▶ _Given passage_:

════════

At a “Dialogue Among Civilizations” conference held last week under the aegis of the Appeal of Conscience Foundation, UNESCO and the president of Macedonia, the presidents agreed that their countries’ ministers of education will meet next year to strike the references from their textbooks.

The agreement came in response to a request from Rabbi Arthur Schneier, president of the U.S.-based Appeal of Conscience Foundation.

Yet despite the leaders’ good will, there was plenty of evidence at the conference that the situation in parts of the Balkans differs markedly from the lofty sentiments expressed here.

The Aug. 29-30 meeting, which included government representatives from more than 20 countries as well as the personal representative of U.N. Secretary- General Kofi Annan, marked the first time that the heads of all the nations of former Yugoslavia and surrounding states had met under international auspices.

The final statement adopted and endorsed by all the Balkan presidents showed how far the region has come since the murderous Yugoslav civil wars of the 1990s.

The statement pledged the countries to create places where “people can jointly rediscover the stimulating wealth of differences, cultural exchanges and interaction as well as their multiple identities.”

But interaction between the various peoples in the Balkans is still plagued by violence.

Earlier this month, two Serbian children were shot dead by unknown gunmen presumed to be ethnic Albanian guerrillas. That led the president of Serbia and Montenegro, Svetozar Marovic, to issue a call at the summit for urgent talks with the United Nations and NATO on protecting the Serb minority in Kosovo from attacks by Albanian irregulars.

During the forum, the conference’s host, Macedonian President Boris Trajkovski, was embarrassed when unknown assailants — also believed to be ethnic Albanian fighters — set off small bombs near three government buildings in the Macedonian capital of Skopje, 100 miles from the site of the forum.

No one was injured in those attacks, but they made clear how tenuous Macedonia’s recovery is from 2001 violence between government troops and ethnic Albanian guerrillas, which left hundreds dead.

════════

Echo the Balkan conference article word for word, from "The agreement came" through "sentiments expressed here.". The material that comes next is separate from the article above.

Extracted data entries:
════════

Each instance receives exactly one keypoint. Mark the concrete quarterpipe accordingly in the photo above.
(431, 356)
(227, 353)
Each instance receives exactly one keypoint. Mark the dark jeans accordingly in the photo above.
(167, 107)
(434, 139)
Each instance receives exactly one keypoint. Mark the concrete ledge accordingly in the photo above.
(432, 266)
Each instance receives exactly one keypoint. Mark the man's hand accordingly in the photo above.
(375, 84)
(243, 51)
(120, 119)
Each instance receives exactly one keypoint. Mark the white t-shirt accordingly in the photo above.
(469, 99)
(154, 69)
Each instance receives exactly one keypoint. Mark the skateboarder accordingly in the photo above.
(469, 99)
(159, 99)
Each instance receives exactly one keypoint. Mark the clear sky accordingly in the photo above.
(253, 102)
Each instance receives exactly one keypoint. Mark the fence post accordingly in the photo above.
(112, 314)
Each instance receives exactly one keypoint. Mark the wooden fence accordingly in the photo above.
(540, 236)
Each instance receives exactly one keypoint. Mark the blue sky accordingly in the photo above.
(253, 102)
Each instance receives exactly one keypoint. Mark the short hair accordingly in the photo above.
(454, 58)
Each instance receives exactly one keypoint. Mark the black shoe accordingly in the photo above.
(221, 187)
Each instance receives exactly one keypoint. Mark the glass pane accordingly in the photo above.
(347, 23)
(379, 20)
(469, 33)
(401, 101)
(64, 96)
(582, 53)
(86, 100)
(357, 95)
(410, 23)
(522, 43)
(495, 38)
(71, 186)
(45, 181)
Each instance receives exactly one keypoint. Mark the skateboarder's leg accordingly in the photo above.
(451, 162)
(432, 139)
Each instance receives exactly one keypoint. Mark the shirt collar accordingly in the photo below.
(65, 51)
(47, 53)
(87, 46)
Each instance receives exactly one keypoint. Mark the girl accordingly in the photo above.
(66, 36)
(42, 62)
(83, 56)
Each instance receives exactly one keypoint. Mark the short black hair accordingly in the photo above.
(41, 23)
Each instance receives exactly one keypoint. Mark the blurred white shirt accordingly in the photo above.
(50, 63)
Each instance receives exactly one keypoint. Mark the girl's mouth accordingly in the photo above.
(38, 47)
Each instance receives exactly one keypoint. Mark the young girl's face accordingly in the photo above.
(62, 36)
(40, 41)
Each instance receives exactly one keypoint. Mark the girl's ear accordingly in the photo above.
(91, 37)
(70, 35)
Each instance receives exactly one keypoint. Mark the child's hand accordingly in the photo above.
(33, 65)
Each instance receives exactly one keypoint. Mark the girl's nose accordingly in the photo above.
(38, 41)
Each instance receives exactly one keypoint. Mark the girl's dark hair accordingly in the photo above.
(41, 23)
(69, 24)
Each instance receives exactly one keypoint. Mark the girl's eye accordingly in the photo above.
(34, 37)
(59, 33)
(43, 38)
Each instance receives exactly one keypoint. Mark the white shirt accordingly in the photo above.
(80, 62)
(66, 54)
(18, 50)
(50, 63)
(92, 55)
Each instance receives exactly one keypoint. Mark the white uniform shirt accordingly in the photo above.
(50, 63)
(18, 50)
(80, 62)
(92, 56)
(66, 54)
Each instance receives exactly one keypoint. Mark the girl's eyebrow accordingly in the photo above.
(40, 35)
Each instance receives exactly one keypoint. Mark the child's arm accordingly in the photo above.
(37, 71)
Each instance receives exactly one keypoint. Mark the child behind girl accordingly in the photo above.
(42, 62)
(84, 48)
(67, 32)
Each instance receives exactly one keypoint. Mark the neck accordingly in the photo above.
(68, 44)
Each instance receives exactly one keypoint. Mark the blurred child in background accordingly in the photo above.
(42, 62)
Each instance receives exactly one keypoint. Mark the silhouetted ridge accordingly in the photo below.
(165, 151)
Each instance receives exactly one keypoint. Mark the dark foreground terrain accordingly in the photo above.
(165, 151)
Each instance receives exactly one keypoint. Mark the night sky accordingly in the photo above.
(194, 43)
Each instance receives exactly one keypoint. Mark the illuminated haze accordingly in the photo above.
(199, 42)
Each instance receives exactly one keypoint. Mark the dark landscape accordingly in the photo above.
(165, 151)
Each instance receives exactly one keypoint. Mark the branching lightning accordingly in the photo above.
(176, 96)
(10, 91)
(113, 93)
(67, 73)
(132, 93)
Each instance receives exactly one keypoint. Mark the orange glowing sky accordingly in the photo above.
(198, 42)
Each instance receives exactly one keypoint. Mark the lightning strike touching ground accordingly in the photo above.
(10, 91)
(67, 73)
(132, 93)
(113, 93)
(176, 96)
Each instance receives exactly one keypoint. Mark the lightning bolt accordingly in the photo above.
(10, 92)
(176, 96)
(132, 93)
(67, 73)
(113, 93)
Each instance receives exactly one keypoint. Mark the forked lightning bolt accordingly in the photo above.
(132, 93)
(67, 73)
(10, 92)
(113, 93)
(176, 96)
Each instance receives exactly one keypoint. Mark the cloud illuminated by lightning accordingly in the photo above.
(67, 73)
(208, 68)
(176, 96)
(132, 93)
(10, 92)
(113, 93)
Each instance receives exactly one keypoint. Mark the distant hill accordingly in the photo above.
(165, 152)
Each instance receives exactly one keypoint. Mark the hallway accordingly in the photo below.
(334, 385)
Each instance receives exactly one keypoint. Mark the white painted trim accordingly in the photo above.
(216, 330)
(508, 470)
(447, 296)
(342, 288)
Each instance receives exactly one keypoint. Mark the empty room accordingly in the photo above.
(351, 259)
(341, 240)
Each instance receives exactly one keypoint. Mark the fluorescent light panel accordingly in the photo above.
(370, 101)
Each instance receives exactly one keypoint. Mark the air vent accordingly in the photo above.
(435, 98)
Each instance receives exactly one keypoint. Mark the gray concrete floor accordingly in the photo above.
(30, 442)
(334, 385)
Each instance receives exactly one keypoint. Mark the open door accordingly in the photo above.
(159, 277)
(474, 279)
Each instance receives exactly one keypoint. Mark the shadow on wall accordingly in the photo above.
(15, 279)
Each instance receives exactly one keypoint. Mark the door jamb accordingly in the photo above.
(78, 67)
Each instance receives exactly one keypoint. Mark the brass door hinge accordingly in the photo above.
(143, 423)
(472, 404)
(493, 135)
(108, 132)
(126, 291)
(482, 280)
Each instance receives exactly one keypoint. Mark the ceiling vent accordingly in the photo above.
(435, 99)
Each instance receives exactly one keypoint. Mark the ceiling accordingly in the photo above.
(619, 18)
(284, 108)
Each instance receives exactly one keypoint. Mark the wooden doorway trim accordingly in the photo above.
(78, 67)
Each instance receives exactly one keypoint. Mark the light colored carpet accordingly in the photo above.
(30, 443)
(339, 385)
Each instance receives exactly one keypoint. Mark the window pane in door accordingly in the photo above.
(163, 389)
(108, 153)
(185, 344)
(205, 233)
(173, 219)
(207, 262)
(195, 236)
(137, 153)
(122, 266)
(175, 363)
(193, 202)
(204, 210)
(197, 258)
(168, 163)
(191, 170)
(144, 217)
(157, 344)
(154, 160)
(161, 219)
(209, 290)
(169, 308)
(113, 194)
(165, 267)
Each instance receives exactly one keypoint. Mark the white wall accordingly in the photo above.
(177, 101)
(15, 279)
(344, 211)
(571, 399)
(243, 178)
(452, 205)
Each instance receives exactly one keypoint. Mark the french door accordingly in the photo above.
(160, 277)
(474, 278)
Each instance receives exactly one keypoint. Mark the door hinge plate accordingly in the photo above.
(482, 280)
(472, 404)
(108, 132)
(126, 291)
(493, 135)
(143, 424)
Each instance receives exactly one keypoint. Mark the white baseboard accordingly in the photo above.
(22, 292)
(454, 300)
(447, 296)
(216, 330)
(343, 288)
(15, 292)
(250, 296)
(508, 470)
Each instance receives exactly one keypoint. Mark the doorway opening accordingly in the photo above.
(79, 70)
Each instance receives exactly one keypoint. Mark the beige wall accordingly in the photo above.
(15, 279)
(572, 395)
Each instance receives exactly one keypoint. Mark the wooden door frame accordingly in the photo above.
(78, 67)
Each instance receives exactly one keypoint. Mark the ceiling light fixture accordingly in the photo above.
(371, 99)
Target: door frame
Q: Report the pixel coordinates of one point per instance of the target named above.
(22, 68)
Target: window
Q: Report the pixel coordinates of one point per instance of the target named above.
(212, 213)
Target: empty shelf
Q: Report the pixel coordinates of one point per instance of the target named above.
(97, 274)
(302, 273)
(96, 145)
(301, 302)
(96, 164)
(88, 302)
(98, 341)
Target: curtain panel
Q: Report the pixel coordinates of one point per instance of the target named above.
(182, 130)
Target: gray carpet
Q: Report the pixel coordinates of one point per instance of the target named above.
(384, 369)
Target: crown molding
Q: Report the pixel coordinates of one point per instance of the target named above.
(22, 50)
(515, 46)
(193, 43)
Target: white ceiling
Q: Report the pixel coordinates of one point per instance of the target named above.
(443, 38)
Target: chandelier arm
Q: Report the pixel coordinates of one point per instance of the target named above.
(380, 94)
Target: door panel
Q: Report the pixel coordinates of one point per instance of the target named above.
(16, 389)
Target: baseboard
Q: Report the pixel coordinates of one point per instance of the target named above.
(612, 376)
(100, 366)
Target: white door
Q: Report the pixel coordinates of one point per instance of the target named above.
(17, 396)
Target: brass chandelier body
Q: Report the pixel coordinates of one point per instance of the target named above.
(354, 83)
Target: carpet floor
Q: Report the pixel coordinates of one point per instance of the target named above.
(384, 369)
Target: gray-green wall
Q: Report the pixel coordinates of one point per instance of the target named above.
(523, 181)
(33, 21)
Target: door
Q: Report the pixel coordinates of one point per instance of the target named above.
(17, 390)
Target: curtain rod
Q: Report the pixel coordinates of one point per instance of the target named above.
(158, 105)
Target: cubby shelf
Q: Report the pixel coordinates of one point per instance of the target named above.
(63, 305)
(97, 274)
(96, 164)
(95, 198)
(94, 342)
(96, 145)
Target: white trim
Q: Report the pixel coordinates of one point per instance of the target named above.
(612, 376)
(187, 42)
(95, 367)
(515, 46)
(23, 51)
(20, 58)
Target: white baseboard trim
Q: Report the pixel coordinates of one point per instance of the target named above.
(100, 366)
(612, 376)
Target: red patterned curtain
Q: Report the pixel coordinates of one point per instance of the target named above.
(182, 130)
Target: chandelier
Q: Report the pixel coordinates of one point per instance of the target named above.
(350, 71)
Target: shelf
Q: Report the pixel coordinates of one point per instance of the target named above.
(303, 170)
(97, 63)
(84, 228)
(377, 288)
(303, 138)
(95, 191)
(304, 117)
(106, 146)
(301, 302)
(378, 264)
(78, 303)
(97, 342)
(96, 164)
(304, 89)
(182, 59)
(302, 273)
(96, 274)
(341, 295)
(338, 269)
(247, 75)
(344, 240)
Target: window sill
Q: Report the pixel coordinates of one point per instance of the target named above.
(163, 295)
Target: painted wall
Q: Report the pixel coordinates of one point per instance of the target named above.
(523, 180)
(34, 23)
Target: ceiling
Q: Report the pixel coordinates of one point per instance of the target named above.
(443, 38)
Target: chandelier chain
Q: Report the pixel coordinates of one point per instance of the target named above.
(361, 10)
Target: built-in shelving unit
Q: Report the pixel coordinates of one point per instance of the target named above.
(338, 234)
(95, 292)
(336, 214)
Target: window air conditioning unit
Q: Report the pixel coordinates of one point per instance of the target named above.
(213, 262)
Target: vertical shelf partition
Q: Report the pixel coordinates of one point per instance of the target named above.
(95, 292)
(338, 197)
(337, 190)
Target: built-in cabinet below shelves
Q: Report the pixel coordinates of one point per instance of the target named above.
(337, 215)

════════

▶ _Exercise output_:
The agreement came in response to a request from Rabbi Arthur Schneier, president of the U.S.-based Appeal of Conscience Foundation.

Yet despite the leaders’ good will, there was plenty of evidence at the conference that the situation in parts of the Balkans differs markedly from the lofty sentiments expressed here.